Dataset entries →
= = = = =

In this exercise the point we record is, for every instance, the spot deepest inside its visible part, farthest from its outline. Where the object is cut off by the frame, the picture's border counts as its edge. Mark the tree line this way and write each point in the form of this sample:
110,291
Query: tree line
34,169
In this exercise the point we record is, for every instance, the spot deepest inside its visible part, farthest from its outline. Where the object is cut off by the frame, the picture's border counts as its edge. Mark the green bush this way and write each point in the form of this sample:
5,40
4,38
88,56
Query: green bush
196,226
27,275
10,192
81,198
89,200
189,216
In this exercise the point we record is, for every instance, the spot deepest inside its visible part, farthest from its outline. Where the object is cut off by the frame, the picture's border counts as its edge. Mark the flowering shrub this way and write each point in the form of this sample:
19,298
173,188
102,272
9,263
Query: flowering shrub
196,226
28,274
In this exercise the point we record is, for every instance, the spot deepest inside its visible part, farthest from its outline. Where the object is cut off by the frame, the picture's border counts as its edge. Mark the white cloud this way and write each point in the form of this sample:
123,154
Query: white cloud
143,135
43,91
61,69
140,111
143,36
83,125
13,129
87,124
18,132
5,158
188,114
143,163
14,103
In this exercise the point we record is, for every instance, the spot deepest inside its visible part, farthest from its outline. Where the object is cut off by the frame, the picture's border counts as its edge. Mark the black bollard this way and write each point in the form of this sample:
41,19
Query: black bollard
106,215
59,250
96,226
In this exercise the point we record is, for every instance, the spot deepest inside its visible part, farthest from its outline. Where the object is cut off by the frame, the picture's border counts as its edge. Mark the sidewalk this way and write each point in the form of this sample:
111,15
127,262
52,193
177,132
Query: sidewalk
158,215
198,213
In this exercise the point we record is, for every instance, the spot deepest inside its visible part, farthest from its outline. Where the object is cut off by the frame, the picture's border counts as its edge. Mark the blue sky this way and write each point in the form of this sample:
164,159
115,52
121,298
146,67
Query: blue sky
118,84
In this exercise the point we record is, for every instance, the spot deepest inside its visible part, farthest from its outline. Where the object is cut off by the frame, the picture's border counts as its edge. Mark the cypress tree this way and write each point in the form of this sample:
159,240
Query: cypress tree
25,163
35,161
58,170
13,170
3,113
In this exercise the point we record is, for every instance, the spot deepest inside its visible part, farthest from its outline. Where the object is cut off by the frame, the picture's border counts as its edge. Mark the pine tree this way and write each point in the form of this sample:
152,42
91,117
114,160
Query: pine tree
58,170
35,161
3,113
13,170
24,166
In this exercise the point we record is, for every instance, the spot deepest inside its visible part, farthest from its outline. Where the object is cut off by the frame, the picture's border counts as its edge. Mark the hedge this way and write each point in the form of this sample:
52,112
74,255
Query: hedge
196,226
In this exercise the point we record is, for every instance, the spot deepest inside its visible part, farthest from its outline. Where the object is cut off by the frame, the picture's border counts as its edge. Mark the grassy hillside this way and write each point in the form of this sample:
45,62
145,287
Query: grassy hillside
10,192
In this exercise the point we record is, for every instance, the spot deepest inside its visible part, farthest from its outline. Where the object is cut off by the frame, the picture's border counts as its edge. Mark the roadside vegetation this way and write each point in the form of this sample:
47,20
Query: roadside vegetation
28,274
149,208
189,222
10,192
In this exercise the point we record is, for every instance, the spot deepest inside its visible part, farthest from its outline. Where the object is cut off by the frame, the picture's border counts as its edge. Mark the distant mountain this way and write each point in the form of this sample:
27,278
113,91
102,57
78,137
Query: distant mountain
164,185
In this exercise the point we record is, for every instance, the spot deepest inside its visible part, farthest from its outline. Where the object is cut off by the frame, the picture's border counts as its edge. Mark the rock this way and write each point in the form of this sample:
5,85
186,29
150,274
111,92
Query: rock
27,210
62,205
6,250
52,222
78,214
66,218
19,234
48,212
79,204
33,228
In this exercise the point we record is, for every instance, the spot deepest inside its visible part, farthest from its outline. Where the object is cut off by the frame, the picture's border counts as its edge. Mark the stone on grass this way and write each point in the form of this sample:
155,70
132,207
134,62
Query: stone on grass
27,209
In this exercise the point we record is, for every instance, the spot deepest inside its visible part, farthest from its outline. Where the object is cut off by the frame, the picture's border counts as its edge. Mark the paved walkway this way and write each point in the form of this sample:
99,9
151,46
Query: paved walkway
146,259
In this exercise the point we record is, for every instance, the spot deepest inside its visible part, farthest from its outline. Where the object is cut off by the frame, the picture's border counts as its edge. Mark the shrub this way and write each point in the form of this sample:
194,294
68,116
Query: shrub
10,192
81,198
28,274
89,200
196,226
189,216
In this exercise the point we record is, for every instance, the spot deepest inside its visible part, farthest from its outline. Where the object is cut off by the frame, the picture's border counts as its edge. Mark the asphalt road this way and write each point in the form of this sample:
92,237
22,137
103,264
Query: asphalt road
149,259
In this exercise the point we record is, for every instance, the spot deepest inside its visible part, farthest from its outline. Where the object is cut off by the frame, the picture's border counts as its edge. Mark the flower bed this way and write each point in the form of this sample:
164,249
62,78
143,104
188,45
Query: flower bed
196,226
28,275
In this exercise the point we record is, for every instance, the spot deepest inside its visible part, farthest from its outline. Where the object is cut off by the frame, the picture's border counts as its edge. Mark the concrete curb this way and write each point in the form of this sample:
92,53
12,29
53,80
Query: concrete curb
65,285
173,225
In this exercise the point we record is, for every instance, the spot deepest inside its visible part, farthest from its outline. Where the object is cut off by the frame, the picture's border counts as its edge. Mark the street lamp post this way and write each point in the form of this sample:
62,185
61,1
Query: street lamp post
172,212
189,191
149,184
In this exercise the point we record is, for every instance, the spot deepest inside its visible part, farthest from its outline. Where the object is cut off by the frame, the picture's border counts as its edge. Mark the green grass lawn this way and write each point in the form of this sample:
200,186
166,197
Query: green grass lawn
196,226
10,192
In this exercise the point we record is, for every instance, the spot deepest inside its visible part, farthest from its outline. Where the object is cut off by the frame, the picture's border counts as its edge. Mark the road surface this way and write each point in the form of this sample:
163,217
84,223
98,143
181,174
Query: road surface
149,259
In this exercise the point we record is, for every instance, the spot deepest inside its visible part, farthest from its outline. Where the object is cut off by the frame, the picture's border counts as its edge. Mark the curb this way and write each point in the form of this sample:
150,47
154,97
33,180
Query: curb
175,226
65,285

= = = = =

What you have to do →
For this exercise, restate every record word for word.

Answer below →
In this exercise the point we record is, for every instance, the spot deepest inside its visible part, farthest from its outline. Where the object is cut off by the frame, the picture's border counts as its edge. Mark the tree line this way and write each point in the form of this sample:
110,291
Query: tree line
34,169
In this exercise the point we record is, for every instance, the spot deepest inside its visible part, farthest from its outline. Where the object is cut off by the frame, the picture's border counts as its edge. Mark the green bush this way and write each point in the form of this sample:
5,40
4,38
88,56
Query: green bush
196,226
27,275
10,192
81,198
89,200
189,216
In this exercise the point we record is, for every instance, the spot deepest inside its visible part, farthest from its outline. Where the object is cut off by the frame, the picture's border counts as its edge. Mark the flowering shrub this way and write each point in the form of this sample:
19,298
173,188
102,272
9,263
Query: flowering shrub
196,226
28,274
In this exercise the point we record is, for every instance, the spot deepest inside its visible part, farthest from its outline. Where the object is cut off by the frame, the picture's border counts as its edge. Mark the white cloud this way and write each point in the form of this sample:
123,154
Query: white cloud
143,135
43,91
61,69
140,111
143,36
83,125
13,129
87,124
18,132
5,158
188,114
143,163
14,103
In this exercise the point we record is, for every instance, the spot deepest inside its visible part, farthest from its outline. Where the object is cut off by the frame, the picture's border counts as its edge. Mark the black bollard this way and write each point in the form of this sample:
41,19
Query: black bollard
106,215
59,250
96,226
In this exercise the point we record is, for every instance, the spot deepest inside its visible part, farthest from its outline. Where the object is cut off by the frame, the picture's border counts as its edge. Mark the sidewalk this way and write each point in the form of this sample:
111,15
127,262
52,193
177,132
Query: sidewalk
158,215
198,213
In this exercise the point we record is, for every instance, the spot deepest inside its visible part, farthest from its outline. Where the object is cut off by the frame, the picture's border counts as its edge. Mark the blue sky this way and write each point in the form of this sample:
164,159
115,52
121,298
146,67
Query: blue sky
118,84
In this exercise the point we record is, for every instance, the spot deepest inside its visible part, farthest from its outline. Where the object is cut off by the frame, the picture's border counts as its edge. Mark the cypress tree this way and write each point in the form of this sample:
159,240
Query: cypress tree
25,163
35,161
58,170
13,170
3,113
In this exercise the point we record is, for every instance, the spot deepest inside its visible part, farthest from its outline. Where the object is cut off by the frame, the picture's border counts as its edge. Mark the pine tree this way and write each point in the form of this sample:
152,42
91,117
114,160
Query: pine tree
58,170
35,161
3,113
13,170
24,166
In this exercise the point we record is, for every instance, the spot deepest inside its visible part, farthest from its outline. Where the object is cut off by the frame, the picture's border counts as its edge. Mark the hedge this way and write each point in the form of this sample:
52,112
74,255
Query: hedge
196,226
In this exercise the point we record is, for every instance, the spot deepest inside its visible part, farthest from its outline. Where the object is cut off by the frame, the picture's border counts as its edge. Mark the grassy hillside this way and write each point in the form of this sample:
45,62
145,287
Query: grassy hillside
10,192
In this exercise the point we record is, for every instance, the spot deepest inside its visible part, farthest from its outline. Where the object is cut off by the frame, the picture's border counts as its edge. Mark the roadside vegetation this way and write each point in the form of this sample:
47,20
Query: roadside vegetation
28,274
149,208
189,222
10,192
In this exercise the point we record is, for every instance, the spot deepest inside its visible part, farthest from its outline. Where the object is cut off by the frame, the picture's border counts as its edge. Mark the distant mountain this way and write each point in the form of this sample:
27,278
113,91
102,57
78,137
Query: distant mountain
164,185
In this exercise the point we record is, for every instance, the spot deepest inside its visible part, farthest from its outline. Where the object is cut off by the frame, the picture's border counts as its edge. Mark the rock this way and write each point in the form of this sample:
5,85
186,29
150,274
111,92
Query: rock
27,210
62,205
6,250
52,222
78,214
66,218
19,234
48,212
79,204
33,228
In this exercise the point we record is, for every instance, the spot deepest inside its visible part, farthest from its outline. Where the object is cut off by the frame, the picture's border counts as its edge. Mark the stone on grass this way and write each point in the form of this sample:
155,70
132,207
134,62
Query: stone on grass
27,209
In this exercise the point we record is, for every instance, the spot deepest inside its visible part, farthest from its outline. Where the object is cut off by the frame, the picture's border counts as its edge. Mark the paved walkway this way and write each point in the form of this sample:
99,9
151,46
Query: paved walkway
146,259
In this exercise the point we record is, for every instance, the spot deepest inside its visible part, farthest from its outline. Where the object is cut off by the frame, the picture's border counts as its edge. Mark the shrub this way and write each point in the form of this sample:
194,294
68,116
Query: shrub
10,192
81,198
28,274
89,200
196,226
189,216
In this exercise the point we record is, for every instance, the spot deepest inside its visible part, farthest from its outline. Where the object is cut off by the frame, the picture's border counts as its edge. Mark the asphalt road this way and write each point in the form of this sample:
92,237
22,137
103,264
Query: asphalt road
149,259
In this exercise the point we record is, for every instance, the spot deepest inside its visible part, farthest from its outline. Where the object is cut off by the frame, the picture's border counts as its edge. Mark the flower bed this way and write each point in the form of this sample:
164,249
62,78
143,104
188,45
Query: flower bed
196,226
28,275
In this exercise the point we record is, for every instance, the spot deepest inside its visible part, farthest from its outline. Where the object is cut off by the frame, the picture's border counts as its edge. Mark the concrete curb this way and write each point in the form of this sample:
92,53
12,29
53,80
Query: concrete curb
65,285
173,225
In this exercise the point we record is, for every instance, the spot deepest inside its visible part, farthest from its outline. Where the object is cut off by the frame, the picture's border counts as its edge. Mark the street lamp post this way and write each point in the form of this sample:
62,185
61,1
Query: street lamp post
172,212
189,191
149,184
In this exercise the point we record is, for every instance, the spot deepest inside its visible part, farthest from its outline. Where the object is cut off by the frame, the picture's border counts as its edge. Mark the green grass lawn this way and write each point in the form of this sample:
200,186
166,197
Query: green grass lawn
196,226
10,192
In this exercise the point we record is, for every instance, the spot deepest inside its visible part, farthest from its outline. Where the object is cut off by the frame, the picture's border counts as its edge. Mark the road surface this way and write each point in the form of this sample:
163,217
84,223
98,143
181,174
Query: road surface
149,259
In this exercise the point we record is, for every instance, the spot deepest inside its visible part, farthest from its outline. Where the object is cut off by the frame, the picture's border counts as its edge. Mark the curb this way and write each point in the form of this sample:
150,47
154,97
33,180
Query: curb
175,226
65,285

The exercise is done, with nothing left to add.